-- Start --

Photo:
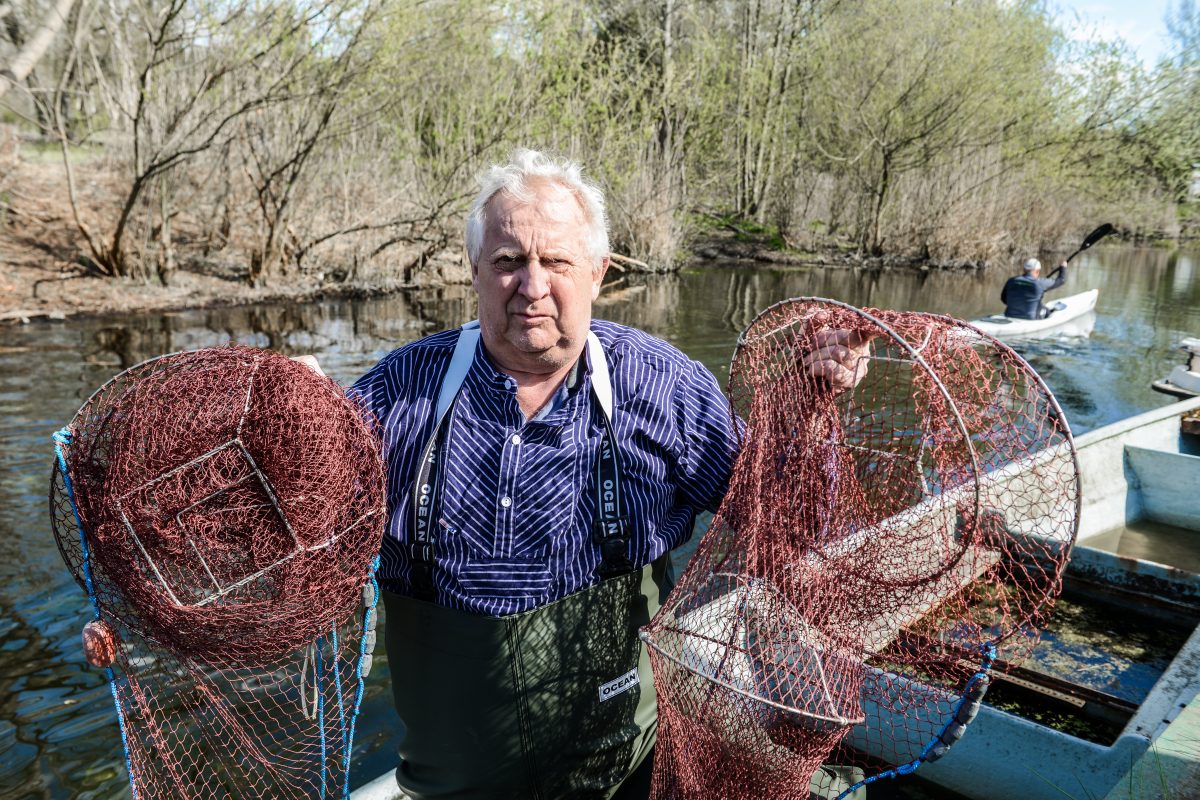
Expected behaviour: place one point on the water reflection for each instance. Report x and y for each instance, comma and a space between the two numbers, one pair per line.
58, 738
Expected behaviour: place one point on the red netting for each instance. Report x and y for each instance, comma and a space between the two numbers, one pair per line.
233, 503
873, 546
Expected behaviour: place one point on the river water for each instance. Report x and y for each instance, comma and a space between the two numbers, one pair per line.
58, 733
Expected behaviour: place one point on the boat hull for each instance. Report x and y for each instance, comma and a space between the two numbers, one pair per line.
1068, 310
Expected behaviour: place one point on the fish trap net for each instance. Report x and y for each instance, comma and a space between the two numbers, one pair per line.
880, 551
223, 509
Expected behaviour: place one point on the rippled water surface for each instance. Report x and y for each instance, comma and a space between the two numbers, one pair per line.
58, 733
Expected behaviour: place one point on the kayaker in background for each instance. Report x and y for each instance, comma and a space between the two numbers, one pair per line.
1023, 293
540, 467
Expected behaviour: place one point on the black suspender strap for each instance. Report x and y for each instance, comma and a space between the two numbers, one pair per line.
610, 529
426, 504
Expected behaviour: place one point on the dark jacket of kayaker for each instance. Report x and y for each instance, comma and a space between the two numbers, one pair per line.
1023, 294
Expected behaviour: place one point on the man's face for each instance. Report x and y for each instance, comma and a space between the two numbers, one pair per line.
535, 280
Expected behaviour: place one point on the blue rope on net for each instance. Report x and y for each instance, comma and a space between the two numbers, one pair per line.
964, 713
63, 438
369, 621
337, 680
321, 710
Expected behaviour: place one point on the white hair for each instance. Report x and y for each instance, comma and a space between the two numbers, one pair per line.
526, 167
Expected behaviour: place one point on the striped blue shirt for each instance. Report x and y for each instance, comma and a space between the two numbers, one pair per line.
519, 497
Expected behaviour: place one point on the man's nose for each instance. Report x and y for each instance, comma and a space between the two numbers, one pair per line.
535, 280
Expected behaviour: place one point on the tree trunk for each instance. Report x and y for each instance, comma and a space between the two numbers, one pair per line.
35, 47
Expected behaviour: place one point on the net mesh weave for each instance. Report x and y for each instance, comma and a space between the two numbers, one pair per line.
875, 548
223, 510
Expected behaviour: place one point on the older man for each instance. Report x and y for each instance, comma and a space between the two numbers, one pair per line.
540, 465
1023, 293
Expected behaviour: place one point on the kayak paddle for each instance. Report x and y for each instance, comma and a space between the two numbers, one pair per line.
1092, 238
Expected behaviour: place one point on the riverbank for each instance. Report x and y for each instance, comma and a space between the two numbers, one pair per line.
46, 272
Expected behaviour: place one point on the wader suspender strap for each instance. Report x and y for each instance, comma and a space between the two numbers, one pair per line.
610, 528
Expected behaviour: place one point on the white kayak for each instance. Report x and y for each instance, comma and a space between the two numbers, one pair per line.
1061, 313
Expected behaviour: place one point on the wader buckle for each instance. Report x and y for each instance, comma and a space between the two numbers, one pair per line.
612, 537
421, 552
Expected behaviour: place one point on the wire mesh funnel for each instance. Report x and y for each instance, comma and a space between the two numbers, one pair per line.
876, 552
223, 510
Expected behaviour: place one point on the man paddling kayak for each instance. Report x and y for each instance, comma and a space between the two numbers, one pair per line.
1023, 293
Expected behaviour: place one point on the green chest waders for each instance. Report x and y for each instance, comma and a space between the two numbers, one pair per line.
557, 702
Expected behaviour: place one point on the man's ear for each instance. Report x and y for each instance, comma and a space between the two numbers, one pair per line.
598, 276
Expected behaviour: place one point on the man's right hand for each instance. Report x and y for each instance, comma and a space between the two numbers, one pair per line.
311, 362
840, 358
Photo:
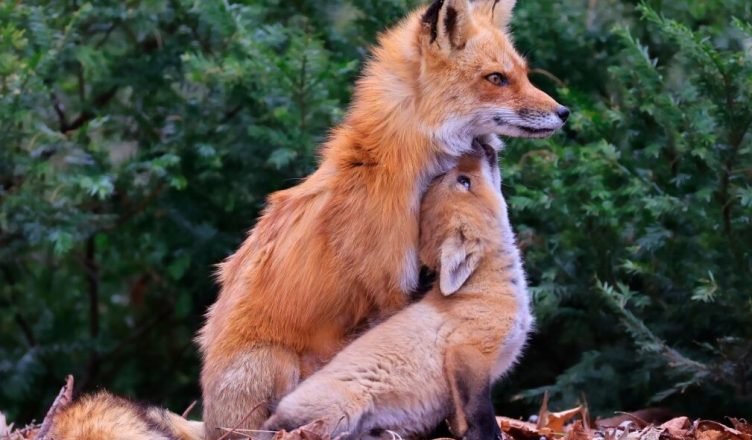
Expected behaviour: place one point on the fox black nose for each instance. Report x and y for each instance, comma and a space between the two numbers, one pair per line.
563, 113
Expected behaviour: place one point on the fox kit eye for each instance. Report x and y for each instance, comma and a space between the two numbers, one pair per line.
498, 79
464, 181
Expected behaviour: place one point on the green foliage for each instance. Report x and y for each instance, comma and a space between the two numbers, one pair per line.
138, 141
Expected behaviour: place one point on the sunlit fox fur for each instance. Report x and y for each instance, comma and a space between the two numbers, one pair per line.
340, 249
438, 357
102, 416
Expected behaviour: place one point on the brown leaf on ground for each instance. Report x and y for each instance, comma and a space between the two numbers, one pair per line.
642, 417
678, 428
555, 421
577, 431
741, 425
710, 430
519, 430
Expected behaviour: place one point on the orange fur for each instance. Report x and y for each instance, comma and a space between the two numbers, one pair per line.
340, 249
102, 416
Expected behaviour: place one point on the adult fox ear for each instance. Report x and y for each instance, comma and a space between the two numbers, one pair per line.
459, 259
446, 24
499, 11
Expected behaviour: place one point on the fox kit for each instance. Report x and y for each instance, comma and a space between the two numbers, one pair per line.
103, 416
340, 248
439, 356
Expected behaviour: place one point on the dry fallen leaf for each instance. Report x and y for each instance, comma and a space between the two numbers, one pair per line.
678, 428
555, 421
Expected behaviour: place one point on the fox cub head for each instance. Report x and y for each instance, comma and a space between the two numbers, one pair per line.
461, 216
472, 73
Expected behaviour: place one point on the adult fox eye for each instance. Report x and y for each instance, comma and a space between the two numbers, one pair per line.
498, 79
464, 181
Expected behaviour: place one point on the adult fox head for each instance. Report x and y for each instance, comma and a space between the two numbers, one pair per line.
471, 74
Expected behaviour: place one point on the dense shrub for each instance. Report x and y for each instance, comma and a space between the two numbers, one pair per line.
139, 139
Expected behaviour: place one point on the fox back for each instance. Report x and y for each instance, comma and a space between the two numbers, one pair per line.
340, 250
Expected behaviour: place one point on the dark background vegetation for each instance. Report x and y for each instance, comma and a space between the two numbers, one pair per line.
139, 138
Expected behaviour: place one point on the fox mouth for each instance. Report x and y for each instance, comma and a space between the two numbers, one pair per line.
535, 131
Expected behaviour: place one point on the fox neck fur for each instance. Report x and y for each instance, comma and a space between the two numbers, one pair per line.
341, 246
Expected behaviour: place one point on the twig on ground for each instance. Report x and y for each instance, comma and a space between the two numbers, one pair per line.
231, 431
61, 401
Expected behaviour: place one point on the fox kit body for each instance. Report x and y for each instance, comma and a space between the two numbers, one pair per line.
103, 416
438, 357
340, 249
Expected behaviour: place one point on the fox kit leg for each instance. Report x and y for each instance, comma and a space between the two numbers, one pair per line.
469, 384
255, 378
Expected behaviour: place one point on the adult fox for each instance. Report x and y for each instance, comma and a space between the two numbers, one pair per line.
339, 249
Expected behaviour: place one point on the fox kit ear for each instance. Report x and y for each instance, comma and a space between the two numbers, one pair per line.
459, 259
446, 24
499, 11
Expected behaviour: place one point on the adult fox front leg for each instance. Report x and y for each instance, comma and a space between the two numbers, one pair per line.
340, 248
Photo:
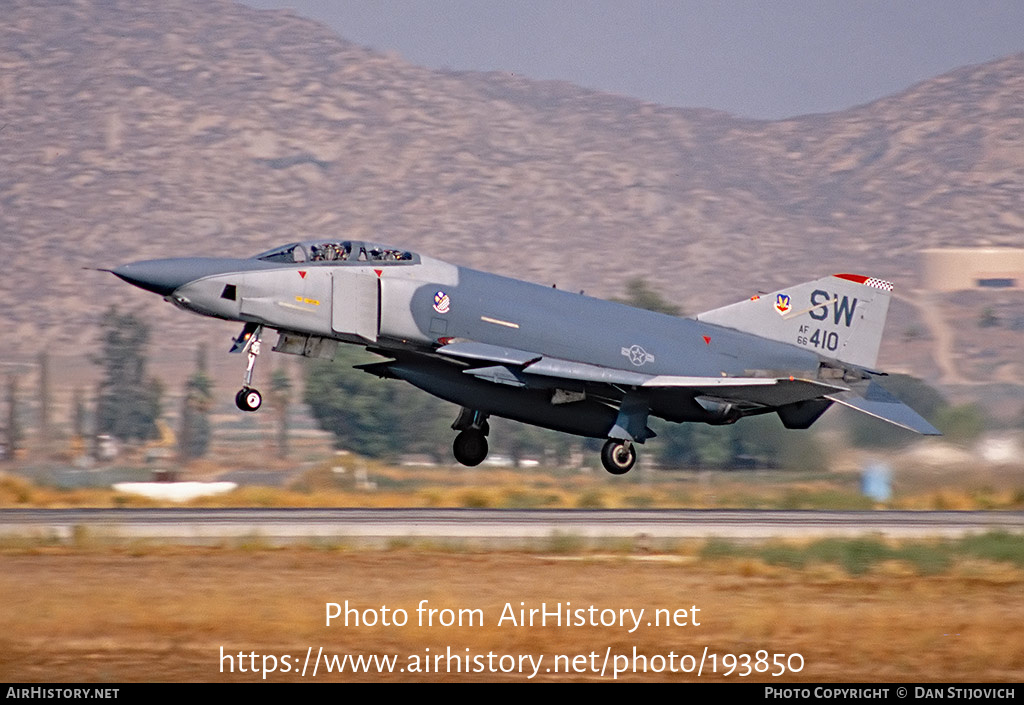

-- End --

» **Task**: How many lines of the data above contain the word "white"? Reply with the number only.

» **Full solution**: 2